§ Exercise prompt
Leave the images aside and repeat the whole listing exactly.
BEGIN
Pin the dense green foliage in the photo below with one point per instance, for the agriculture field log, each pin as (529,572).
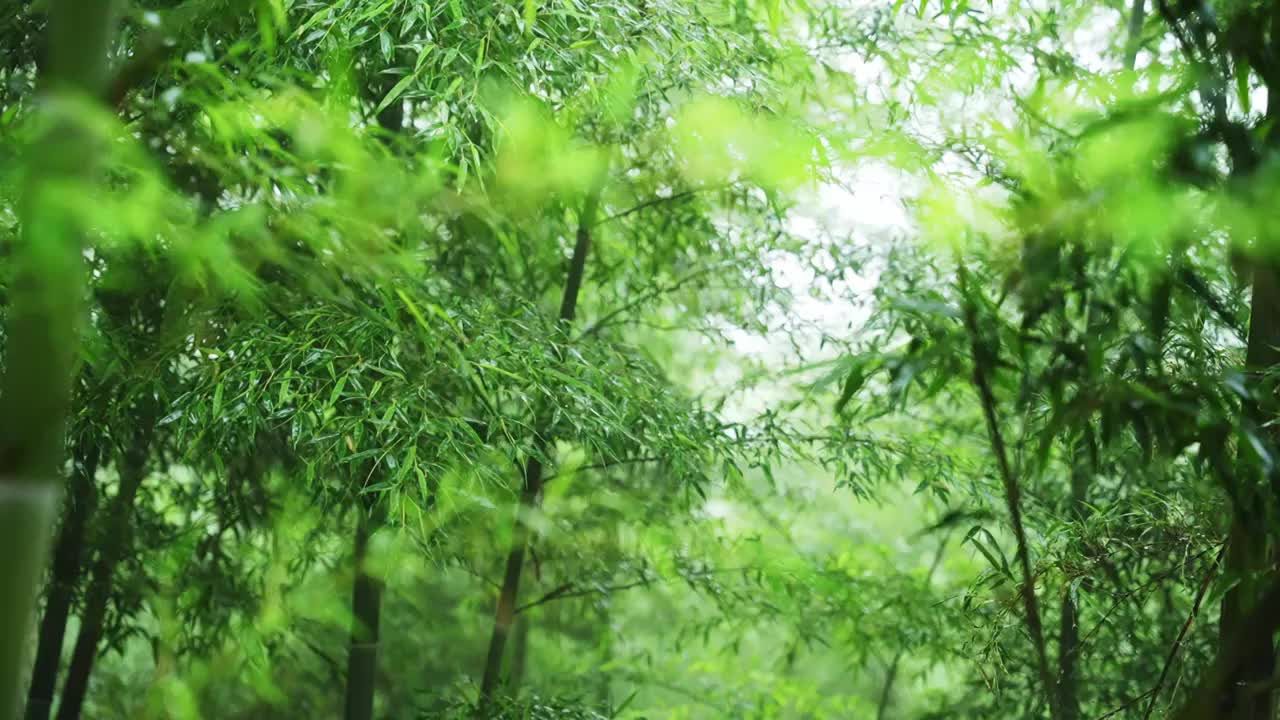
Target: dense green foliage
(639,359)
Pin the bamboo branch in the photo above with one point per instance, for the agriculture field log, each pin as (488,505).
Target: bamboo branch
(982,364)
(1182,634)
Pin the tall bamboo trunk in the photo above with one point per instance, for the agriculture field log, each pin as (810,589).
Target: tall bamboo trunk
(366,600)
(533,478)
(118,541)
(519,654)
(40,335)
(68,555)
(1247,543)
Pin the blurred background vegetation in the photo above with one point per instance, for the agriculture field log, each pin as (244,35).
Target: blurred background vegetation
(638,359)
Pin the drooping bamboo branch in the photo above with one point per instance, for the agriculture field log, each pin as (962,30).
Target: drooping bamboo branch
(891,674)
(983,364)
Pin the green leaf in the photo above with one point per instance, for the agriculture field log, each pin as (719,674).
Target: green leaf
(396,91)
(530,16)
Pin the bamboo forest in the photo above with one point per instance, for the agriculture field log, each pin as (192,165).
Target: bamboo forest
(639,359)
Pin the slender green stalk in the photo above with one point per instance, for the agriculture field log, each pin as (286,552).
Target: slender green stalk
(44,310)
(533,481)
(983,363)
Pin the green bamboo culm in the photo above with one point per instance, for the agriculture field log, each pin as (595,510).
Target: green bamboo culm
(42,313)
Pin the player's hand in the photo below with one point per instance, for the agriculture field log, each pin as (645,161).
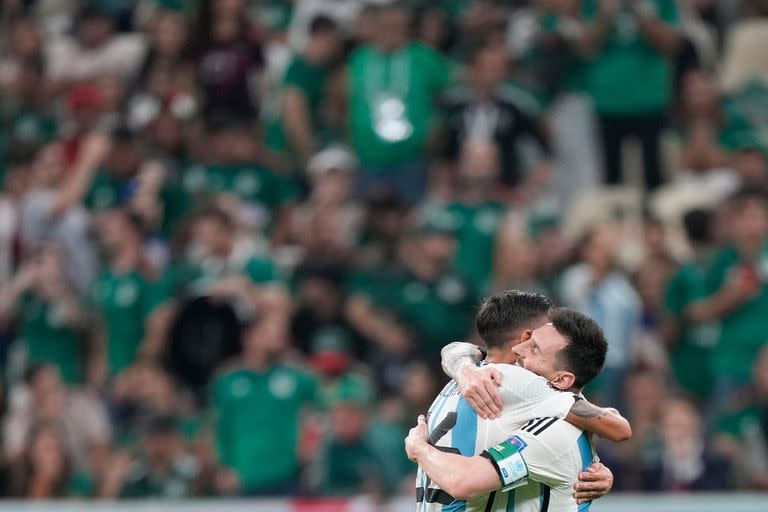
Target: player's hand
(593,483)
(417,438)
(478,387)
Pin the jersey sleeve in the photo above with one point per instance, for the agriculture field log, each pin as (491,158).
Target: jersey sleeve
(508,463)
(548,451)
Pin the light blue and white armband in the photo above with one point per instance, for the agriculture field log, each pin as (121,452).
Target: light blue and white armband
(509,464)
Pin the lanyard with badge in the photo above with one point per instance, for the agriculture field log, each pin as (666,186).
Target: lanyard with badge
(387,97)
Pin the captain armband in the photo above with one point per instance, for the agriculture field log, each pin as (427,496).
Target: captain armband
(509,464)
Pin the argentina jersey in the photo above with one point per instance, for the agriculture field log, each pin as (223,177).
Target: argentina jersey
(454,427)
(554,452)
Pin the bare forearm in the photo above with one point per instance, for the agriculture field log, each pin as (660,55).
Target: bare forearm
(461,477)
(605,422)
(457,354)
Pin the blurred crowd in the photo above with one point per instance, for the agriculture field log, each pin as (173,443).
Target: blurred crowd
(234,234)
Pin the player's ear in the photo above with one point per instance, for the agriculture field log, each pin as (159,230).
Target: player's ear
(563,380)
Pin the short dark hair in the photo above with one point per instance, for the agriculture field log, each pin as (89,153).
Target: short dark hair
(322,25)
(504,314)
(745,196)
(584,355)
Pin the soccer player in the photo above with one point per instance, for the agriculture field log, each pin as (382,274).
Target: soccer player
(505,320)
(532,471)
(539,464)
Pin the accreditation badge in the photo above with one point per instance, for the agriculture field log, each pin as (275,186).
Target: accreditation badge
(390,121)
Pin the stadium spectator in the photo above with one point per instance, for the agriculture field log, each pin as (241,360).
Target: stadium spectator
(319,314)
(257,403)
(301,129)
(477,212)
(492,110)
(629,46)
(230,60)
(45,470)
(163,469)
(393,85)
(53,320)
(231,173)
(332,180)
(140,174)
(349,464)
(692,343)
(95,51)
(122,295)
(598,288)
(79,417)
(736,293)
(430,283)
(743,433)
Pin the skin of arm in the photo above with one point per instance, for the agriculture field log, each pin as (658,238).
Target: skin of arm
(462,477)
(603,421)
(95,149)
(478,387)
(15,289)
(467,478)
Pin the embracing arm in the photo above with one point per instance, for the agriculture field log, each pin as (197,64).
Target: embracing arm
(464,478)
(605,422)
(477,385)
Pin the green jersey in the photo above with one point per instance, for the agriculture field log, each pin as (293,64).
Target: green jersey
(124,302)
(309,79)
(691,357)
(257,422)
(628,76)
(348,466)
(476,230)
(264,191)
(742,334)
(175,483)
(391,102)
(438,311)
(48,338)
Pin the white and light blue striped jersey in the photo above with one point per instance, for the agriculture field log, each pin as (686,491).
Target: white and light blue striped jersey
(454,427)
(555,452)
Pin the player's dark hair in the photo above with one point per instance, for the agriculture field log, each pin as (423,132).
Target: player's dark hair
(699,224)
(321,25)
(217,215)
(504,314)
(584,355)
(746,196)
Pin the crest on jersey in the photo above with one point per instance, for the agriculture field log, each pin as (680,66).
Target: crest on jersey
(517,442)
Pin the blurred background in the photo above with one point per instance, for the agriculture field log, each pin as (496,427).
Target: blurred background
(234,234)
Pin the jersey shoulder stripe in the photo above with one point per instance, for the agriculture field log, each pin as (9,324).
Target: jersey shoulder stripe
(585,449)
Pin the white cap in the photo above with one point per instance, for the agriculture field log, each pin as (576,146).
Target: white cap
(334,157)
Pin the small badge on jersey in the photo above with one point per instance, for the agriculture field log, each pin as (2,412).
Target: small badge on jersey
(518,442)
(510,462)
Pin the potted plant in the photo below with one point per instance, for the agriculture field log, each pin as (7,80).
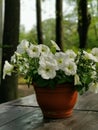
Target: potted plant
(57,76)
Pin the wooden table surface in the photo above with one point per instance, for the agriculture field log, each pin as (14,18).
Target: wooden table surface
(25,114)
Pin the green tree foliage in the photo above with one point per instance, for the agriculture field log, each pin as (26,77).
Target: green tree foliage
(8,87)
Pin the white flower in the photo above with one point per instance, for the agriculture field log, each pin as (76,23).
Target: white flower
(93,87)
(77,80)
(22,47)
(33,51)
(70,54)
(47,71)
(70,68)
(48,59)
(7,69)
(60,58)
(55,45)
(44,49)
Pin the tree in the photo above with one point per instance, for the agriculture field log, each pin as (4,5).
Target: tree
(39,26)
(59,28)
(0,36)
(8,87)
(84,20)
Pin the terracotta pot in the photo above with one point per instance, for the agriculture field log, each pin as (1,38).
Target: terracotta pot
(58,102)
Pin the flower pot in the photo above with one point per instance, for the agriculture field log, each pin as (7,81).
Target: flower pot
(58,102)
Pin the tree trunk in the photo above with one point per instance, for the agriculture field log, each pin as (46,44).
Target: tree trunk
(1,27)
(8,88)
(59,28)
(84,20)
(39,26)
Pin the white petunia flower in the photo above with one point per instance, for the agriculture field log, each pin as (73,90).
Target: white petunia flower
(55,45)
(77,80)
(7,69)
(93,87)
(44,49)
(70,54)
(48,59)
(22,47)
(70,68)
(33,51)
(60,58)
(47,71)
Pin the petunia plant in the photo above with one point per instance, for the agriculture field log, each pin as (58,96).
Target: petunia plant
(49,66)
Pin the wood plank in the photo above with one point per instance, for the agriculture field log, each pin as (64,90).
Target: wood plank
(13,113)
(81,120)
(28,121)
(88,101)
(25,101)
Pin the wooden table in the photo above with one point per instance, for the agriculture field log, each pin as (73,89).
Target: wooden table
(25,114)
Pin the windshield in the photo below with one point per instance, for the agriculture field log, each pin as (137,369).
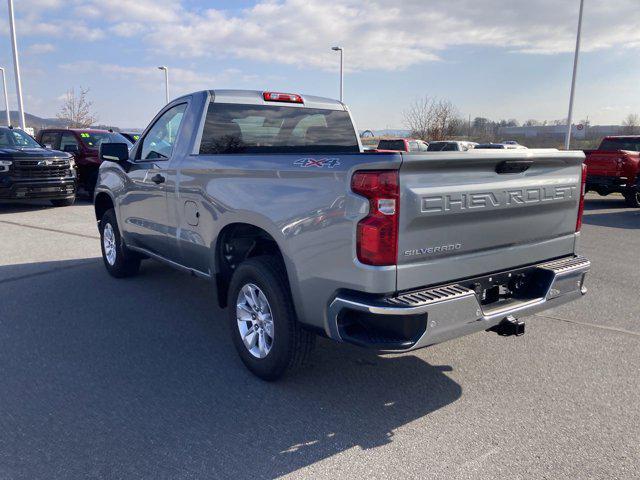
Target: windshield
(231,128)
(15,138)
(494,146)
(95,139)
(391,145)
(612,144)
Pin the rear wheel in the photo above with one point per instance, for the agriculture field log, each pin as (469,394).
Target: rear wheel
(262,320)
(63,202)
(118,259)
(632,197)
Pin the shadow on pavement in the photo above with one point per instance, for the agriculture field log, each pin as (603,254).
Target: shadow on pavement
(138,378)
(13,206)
END
§ Problem solution
Pin the dense green foliage in the photo below with one point per instance, for the agriculture field log, each pin as (529,572).
Target: dense green foliage
(639,359)
Pin the bamboo branch in the photo above with one point per instance, for the agriculture field log, each pin as (488,505).
Target: bamboo branch
(982,364)
(1182,634)
Pin the tall bamboo trunk in the photo above with one point per instance, for the agriculture field log, each pin as (810,589).
Target: tall bamboo trunk
(366,600)
(533,478)
(118,541)
(519,654)
(40,335)
(68,555)
(1247,543)
Pin the blurred background vegetation in the photo above with one point per instance, for the agriculture field log, each pin as (244,35).
Target: blurred background vegetation
(638,359)
Pin the drooping bamboo branch in the photo above with one point per instance, for the agriculture field log, each pin as (962,30).
Target: drooping bamboo branch
(891,674)
(983,364)
Pin the green leaf in the photo above with one point per instance, for the agriculture field log, each pin as (719,674).
Target: green leaf
(396,91)
(530,16)
Pin the bamboo forest in the photo above with one point per instance, for the agriculture field log, each pin as (192,165).
Target: bamboo forest
(639,359)
Pin the slender green stalk in the photo above with one point per instance, for the agriculture field log, each pin as (286,552).
Target: slender green stalk
(44,310)
(533,481)
(983,363)
Pin the green bamboo culm in the photo above with one point per instance, for the agriculture field log, each pin as (595,510).
Target: green bamboo culm
(42,313)
Pin the player's hand in the photo below with one point per instance, for the agriculture field log, each pin as (645,161).
Target: player's hand
(593,483)
(417,438)
(478,387)
Pin the jersey sleeve in the photo above with one point per instance, for the agriculture field log, each pin as (491,158).
Target: jersey sleeve
(508,463)
(548,451)
Pin the light blue and white armband in the photo above with one point per instance, for the agriculture field log, each pin as (121,452).
Target: light blue and white armband
(509,464)
Pin the lanyard with badge in the photo above with one point per instance, for the agriculture field log, each pin as (666,186).
Target: lanyard with badge
(387,97)
Pin the captain armband in the photo above with one point per instance, for the agriculture field log, each pin as (427,496).
Target: captain armband
(509,464)
Pin the argentina jersey in the photo above with one point per instance, for the agriculture field log, each pin as (223,177).
Target: argentina jersey
(454,427)
(554,452)
Pin the bare forearm in the photo above with one point per instance, for the agriculture field log, each pin as (660,55).
Target: bare forearm
(461,477)
(605,422)
(457,354)
Pin the blurred crowd in the photo above with one point per instance, for the agriculture field log, each pin as (173,443).
Target: blurred crowd
(234,234)
Pin the player's ear in the photo above with one point per instance, for the agriculture field log, each pin as (159,230).
Target: player's ear
(563,380)
Pin the short dark hair in the photo above with one point per instance, for the agriculture field log, each pin as (89,153).
Target: short dark hair
(322,25)
(504,314)
(745,196)
(584,355)
Pin the soccer player in the photo above with one point per instance, for the agriculture field log, each pin as (382,274).
Target: soccer player
(505,320)
(532,471)
(539,464)
Pin the accreditation badge in the photo above with one point per instance, for the agriculture field log, each pin as (275,186).
Target: accreditation badge
(390,121)
Pin the stadium spectator in the photo above with one point per instance, for the agriculture field log, each pin as (241,360).
Target: stadium spectator
(319,314)
(257,403)
(301,129)
(477,212)
(492,110)
(629,46)
(230,60)
(45,470)
(163,469)
(393,85)
(53,320)
(231,173)
(332,180)
(140,174)
(349,464)
(692,343)
(95,51)
(122,295)
(598,288)
(79,417)
(736,293)
(430,283)
(743,433)
Pin the skin of arm in the photo above with one point per instance, for the agriculture field log, each pin as (658,238).
Target: skin of arm
(462,477)
(603,421)
(95,149)
(478,387)
(15,289)
(467,478)
Pin the embracing arm in the photo above with one point per instance, for the agriculture field log, each pin as (197,64).
Target: embracing arm
(464,478)
(605,422)
(477,385)
Pin the green jersey in the photo above with one point per instance, for the agriculture field log, each pin as (293,64).
Target: green jersey
(124,302)
(309,79)
(691,357)
(257,422)
(628,76)
(348,466)
(476,230)
(264,191)
(742,334)
(175,483)
(391,102)
(438,311)
(48,338)
Pin the white and light blue striped jersey in the photo above with one point per instance, for the agriculture field log, each pin as (686,491).
Target: white and light blue striped jersey
(454,427)
(555,452)
Pin the player's dark hair in the photo above with one point per instance, for the agriculture field log, each pin as (423,132).
Target: player's dark hair
(699,224)
(321,25)
(217,215)
(504,314)
(584,355)
(746,196)
Pin the crest on jersey in the photo above with one point per instance, for the agriculture field log, each pin as (680,66).
Target: crest on jersey
(517,442)
Pin the blurred background in the photo above with one point per instance, for the agriculture field log, each pin as (496,427).
Target: blurred background
(234,234)
Pin the jersey shoulder stripe in the photo above with one point per instance, for the agriculture field log, each pin as (9,324).
Target: jersey shoulder stripe
(585,449)
Pin the white cap in the photo above with one point per instance, for the agriculture field log, each pin as (576,146).
Target: white cap
(334,157)
Pin the small badge on jersey in the photo above with one point per instance, for the agriculture field log, each pin as (2,412).
Target: small badge on jersey
(518,442)
(510,462)
Pin the potted plant in the photo below with one point per instance, for the agriculture field log, each pin as (7,80).
Target: potted plant
(57,76)
Pin the wooden table surface in the photo above with one point per instance, for the agriculture field log, each pin as (14,18).
Target: wooden table surface
(25,114)
Pin the green tree foliage in the photo above with one point per instance, for the agriculture field log, each pin as (26,77).
Target: green tree foliage
(8,87)
Pin the white flower in the photo above with one point per instance, for the agriculture field log, each pin as (76,23).
Target: white flower
(93,87)
(77,80)
(22,47)
(33,51)
(70,54)
(47,71)
(70,68)
(48,59)
(7,69)
(60,58)
(55,45)
(44,49)
Pin the tree in the photo above with one point per instance, for the agriculture field log, each pin as (4,5).
Target: tree
(39,26)
(59,28)
(0,36)
(8,87)
(84,20)
Pin the terracotta pot in the photo above with one point per instance, for the agriculture field log, each pin as (1,38).
Target: terracotta pot
(58,102)
Pin the flower pot in the photo above with one point per instance, for the agriculture field log, each pin as (7,81).
Target: flower pot
(58,102)
Pin the tree trunk in the photo above with one point per instance, for the agriculture field log, each pin as (46,44).
Target: tree trunk
(1,27)
(8,88)
(59,28)
(84,20)
(39,26)
Pin the white petunia flower in the photo above with one point per instance, for the agriculture field log, each pin as (73,90).
Target: white petunia flower
(55,45)
(77,80)
(7,69)
(93,87)
(44,49)
(70,54)
(48,59)
(22,47)
(70,68)
(33,51)
(60,58)
(47,71)
Pin the petunia plant in the photo above with one point per instance, for the agriculture field log, each pin as (58,96).
Target: petunia plant
(49,66)
Pin the wood plank in the photo above with one point per instance, for the agriculture field log, each pin as (64,90).
Target: wood plank
(13,113)
(81,120)
(28,121)
(88,101)
(25,101)
Pin the wooden table in the photo above with one point per instance, for the agriculture field log, each pin as (73,89).
Target: wooden table
(25,114)
Pin the windshield in the photo below with one point per instance, for the agriculture field log, each pin as (137,369).
Target: windshield
(231,128)
(15,138)
(494,146)
(95,139)
(391,145)
(612,144)
Pin the rear wheel in the photo above with one point per instance, for the agriculture field log, each pin as (469,394).
Target: rear wheel
(262,320)
(63,202)
(118,259)
(632,197)
Pin the shadow on pavement in the photo above with one point per instance, for the agriculture field log, each pin as (603,254).
Target: shadow on pavement
(138,378)
(13,206)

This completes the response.